───── Data section

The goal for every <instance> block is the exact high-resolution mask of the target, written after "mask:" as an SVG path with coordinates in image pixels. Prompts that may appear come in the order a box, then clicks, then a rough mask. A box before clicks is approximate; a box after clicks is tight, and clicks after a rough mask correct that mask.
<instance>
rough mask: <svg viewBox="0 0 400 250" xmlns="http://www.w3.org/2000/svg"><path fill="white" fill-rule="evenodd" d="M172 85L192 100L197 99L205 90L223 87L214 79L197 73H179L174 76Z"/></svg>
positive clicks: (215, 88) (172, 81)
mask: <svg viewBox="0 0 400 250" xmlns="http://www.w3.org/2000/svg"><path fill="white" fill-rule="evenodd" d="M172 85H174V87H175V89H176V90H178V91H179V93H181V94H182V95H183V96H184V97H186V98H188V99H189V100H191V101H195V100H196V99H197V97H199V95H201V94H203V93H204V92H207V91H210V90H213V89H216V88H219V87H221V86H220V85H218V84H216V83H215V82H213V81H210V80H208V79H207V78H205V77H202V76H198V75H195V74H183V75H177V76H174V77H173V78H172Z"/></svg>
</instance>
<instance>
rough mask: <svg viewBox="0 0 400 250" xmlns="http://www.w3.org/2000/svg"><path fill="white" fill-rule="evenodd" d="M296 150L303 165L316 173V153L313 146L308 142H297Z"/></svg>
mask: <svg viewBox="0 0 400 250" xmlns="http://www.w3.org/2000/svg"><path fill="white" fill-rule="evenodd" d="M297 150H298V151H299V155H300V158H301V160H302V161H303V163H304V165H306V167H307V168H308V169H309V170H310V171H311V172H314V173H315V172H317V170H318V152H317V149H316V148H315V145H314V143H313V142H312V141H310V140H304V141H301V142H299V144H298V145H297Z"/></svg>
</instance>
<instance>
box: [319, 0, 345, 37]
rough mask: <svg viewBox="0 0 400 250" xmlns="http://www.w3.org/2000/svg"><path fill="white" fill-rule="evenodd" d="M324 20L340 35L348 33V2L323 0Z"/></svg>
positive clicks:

──────────

Aim of the task:
Tally the lines of the items above that contain the string "clicks", treating case as significant, and give only the number.

Written answer:
3